[Coordinate annotation entries]
# # # # # # #

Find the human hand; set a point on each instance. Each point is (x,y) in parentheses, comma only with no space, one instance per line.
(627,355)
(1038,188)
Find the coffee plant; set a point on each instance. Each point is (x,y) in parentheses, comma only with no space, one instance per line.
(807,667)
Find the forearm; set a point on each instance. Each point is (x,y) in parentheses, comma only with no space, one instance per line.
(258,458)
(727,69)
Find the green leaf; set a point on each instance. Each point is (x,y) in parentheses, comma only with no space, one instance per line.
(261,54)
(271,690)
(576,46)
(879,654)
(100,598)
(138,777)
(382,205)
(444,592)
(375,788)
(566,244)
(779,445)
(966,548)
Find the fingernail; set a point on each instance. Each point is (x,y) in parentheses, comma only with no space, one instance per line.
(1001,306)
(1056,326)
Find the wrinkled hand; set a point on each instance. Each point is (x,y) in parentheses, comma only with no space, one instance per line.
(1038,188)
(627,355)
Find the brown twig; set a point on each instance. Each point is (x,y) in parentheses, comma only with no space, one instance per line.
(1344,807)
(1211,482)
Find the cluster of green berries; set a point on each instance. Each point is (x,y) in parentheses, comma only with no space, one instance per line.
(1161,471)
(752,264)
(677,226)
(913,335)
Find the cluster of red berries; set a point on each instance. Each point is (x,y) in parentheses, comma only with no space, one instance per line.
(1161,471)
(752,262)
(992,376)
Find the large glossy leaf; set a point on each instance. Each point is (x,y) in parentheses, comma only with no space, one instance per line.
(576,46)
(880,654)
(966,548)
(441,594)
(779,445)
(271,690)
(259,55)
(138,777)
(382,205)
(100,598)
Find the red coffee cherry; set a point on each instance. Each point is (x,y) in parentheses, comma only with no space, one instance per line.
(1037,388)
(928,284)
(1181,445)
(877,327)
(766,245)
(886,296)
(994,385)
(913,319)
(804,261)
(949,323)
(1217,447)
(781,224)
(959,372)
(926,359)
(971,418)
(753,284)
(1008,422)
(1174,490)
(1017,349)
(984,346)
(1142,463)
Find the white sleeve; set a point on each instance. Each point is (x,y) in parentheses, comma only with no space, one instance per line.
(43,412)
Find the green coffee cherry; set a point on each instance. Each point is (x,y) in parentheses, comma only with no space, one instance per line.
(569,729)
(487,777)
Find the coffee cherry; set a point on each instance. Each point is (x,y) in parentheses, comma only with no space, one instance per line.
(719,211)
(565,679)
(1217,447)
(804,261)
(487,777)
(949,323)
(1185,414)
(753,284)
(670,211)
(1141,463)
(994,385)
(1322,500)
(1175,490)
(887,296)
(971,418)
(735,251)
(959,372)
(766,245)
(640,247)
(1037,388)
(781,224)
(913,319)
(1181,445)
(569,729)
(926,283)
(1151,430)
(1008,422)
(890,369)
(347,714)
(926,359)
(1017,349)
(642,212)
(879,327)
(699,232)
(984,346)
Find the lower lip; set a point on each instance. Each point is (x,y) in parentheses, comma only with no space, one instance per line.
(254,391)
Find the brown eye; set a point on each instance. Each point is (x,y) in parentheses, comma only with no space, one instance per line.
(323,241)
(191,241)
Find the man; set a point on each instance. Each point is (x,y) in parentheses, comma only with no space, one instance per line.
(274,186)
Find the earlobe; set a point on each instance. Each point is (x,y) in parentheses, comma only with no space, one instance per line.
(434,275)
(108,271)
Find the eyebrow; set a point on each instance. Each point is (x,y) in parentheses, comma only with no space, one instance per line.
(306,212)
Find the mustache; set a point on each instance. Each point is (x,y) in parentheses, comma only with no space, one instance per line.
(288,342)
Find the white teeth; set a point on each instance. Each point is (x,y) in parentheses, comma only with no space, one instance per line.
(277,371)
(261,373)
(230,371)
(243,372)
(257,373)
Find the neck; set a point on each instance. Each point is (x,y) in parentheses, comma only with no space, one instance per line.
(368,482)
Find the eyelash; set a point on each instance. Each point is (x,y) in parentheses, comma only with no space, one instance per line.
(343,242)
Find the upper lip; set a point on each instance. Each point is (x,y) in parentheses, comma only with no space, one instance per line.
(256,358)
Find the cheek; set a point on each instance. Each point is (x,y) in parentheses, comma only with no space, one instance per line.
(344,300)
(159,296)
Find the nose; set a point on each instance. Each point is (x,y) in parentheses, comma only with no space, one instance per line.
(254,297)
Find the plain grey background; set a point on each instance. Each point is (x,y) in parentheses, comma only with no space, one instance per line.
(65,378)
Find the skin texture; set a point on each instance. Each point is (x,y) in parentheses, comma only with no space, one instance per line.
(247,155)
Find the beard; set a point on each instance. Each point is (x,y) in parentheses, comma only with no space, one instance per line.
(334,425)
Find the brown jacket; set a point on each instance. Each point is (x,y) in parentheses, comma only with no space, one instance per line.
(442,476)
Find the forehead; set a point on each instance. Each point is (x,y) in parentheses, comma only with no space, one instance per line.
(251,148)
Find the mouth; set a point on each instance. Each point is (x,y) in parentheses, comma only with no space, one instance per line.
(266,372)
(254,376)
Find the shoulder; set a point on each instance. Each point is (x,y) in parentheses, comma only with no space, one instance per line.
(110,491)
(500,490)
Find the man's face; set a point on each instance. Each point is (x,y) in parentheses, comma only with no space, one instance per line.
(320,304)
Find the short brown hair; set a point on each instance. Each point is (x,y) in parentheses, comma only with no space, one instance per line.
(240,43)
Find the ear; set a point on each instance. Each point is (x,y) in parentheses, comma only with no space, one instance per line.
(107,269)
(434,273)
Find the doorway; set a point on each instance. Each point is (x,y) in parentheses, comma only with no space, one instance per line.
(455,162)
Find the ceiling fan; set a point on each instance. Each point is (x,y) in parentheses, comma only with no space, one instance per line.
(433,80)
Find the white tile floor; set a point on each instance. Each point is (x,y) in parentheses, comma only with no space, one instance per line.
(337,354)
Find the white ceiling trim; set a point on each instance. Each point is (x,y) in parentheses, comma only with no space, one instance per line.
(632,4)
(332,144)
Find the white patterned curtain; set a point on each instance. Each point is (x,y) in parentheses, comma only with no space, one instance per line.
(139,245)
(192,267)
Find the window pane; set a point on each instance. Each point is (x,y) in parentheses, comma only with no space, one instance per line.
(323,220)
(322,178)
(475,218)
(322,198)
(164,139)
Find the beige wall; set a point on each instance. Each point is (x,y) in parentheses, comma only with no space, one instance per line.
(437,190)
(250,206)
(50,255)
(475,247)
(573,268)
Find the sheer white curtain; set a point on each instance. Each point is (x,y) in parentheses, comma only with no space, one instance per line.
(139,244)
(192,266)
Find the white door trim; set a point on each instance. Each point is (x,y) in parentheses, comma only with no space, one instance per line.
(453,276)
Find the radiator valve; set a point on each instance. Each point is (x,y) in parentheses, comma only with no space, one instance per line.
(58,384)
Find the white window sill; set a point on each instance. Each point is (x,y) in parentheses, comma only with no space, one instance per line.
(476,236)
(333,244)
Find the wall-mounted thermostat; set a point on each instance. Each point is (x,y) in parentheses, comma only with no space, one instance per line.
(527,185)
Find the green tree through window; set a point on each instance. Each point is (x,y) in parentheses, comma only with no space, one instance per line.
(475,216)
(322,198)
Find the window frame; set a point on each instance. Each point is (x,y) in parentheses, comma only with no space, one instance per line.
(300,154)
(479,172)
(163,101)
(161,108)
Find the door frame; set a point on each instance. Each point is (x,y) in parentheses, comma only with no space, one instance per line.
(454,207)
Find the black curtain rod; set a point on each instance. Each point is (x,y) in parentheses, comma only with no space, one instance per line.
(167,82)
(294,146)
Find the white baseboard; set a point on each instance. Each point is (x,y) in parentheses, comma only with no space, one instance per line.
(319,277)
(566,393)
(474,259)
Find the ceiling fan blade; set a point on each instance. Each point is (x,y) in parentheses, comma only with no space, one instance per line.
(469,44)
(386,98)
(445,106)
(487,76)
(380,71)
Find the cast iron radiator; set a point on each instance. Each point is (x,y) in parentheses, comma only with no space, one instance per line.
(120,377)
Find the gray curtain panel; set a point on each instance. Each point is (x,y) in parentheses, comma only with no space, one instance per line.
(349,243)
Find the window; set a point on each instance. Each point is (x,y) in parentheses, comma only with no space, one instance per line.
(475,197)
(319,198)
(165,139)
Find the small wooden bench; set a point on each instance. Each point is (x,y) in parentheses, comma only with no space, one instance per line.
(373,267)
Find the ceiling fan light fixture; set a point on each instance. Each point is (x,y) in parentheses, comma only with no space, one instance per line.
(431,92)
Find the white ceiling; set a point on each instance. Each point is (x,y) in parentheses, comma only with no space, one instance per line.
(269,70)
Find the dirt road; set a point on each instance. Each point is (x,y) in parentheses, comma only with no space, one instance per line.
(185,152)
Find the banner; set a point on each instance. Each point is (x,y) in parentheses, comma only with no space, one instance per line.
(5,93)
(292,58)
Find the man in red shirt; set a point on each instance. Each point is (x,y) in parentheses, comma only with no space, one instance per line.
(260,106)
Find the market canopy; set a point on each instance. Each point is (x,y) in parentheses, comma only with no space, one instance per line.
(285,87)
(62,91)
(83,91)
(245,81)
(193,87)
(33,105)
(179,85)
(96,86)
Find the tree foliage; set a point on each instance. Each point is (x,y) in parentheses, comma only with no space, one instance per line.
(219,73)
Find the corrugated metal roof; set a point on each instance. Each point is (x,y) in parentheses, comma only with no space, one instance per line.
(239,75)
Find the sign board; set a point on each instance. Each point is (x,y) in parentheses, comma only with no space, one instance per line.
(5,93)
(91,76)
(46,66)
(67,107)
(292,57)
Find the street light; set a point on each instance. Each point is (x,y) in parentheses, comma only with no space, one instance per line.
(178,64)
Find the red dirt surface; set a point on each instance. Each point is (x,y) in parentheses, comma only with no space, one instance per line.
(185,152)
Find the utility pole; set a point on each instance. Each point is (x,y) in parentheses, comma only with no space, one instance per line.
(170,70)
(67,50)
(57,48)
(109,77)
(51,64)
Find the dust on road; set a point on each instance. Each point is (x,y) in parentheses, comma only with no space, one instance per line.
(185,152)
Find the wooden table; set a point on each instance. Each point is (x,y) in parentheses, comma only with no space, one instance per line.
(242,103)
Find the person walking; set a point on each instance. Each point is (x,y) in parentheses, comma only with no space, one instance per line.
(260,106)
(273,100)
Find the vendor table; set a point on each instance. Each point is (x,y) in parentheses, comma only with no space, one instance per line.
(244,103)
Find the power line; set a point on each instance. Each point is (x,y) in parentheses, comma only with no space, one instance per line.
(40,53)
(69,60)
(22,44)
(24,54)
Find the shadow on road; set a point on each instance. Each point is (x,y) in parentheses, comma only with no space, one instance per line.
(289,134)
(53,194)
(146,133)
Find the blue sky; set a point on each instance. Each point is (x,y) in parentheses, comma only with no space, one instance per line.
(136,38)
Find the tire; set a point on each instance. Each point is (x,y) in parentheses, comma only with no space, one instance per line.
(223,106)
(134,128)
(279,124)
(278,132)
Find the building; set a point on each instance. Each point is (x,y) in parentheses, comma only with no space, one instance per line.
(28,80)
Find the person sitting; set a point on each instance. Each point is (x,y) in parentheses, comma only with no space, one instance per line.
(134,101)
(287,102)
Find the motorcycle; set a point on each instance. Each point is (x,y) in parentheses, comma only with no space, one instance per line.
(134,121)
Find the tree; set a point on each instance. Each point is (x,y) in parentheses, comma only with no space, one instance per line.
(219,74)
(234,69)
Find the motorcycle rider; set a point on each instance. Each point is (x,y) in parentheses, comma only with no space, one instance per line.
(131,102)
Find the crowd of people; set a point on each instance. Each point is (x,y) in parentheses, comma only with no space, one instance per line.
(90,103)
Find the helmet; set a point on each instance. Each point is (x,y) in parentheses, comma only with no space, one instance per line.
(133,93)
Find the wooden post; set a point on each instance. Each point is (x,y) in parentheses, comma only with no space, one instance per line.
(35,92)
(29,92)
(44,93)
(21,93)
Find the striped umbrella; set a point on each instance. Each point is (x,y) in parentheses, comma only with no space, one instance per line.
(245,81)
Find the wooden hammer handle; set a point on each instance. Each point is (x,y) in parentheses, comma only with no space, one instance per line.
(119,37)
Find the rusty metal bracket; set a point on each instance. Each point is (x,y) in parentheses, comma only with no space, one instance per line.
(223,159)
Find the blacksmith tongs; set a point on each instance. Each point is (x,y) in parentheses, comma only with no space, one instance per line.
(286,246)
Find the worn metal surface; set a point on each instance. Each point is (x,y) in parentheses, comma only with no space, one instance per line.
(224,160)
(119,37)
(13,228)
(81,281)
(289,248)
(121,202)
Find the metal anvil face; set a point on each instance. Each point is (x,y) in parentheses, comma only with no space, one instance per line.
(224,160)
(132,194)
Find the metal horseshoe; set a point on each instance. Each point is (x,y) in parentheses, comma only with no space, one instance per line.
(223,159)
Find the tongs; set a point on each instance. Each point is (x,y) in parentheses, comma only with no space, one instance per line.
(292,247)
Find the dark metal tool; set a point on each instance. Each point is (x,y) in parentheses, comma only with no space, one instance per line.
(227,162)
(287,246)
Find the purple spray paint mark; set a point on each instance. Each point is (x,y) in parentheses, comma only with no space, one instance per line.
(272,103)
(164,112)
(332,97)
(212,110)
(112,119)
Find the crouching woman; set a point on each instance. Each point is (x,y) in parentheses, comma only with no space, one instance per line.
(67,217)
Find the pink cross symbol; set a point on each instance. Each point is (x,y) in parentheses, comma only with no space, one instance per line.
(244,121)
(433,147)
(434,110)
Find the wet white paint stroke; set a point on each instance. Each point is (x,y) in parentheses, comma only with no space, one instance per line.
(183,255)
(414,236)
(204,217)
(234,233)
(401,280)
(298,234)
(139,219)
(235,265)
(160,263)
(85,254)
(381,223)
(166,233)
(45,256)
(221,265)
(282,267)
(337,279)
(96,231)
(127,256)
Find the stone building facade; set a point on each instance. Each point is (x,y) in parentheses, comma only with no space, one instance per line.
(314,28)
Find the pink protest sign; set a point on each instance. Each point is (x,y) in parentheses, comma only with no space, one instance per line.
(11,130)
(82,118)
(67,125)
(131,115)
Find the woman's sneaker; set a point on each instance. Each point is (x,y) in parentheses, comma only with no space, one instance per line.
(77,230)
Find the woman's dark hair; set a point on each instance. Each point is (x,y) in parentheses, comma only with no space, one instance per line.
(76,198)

# # # # # # #

- _WHAT IS BEING ASKED_
Give back, exactly as written, the lines from the one with "Find the wet" to the last line.

- _EXERCISE OUTPUT_
Find the wet white paint stroke; set a point on each instance. Each point is (x,y) in parentheses, comma only with no space, one instance per line.
(183,255)
(414,236)
(204,217)
(234,233)
(401,280)
(298,234)
(139,219)
(235,265)
(160,263)
(85,254)
(381,223)
(166,233)
(45,256)
(221,265)
(282,267)
(337,279)
(96,231)
(127,256)
Find the stone building facade; set a point on each instance. Each point is (x,y) in parentheses, comma only with no space, one instance per line.
(314,28)
Find the pink protest sign; set a point on each instance. Each point is (x,y) in parentheses, comma only with no space, one instance per line.
(11,130)
(82,118)
(67,125)
(131,115)
Find the woman's sneaker; set a point on each instance. Each point is (x,y) in parentheses, comma only with no space, one instance per line.
(77,230)
Find the woman's dark hair; set a point on each instance. Each point is (x,y) in parentheses, comma only with no space, one instance per line.
(76,198)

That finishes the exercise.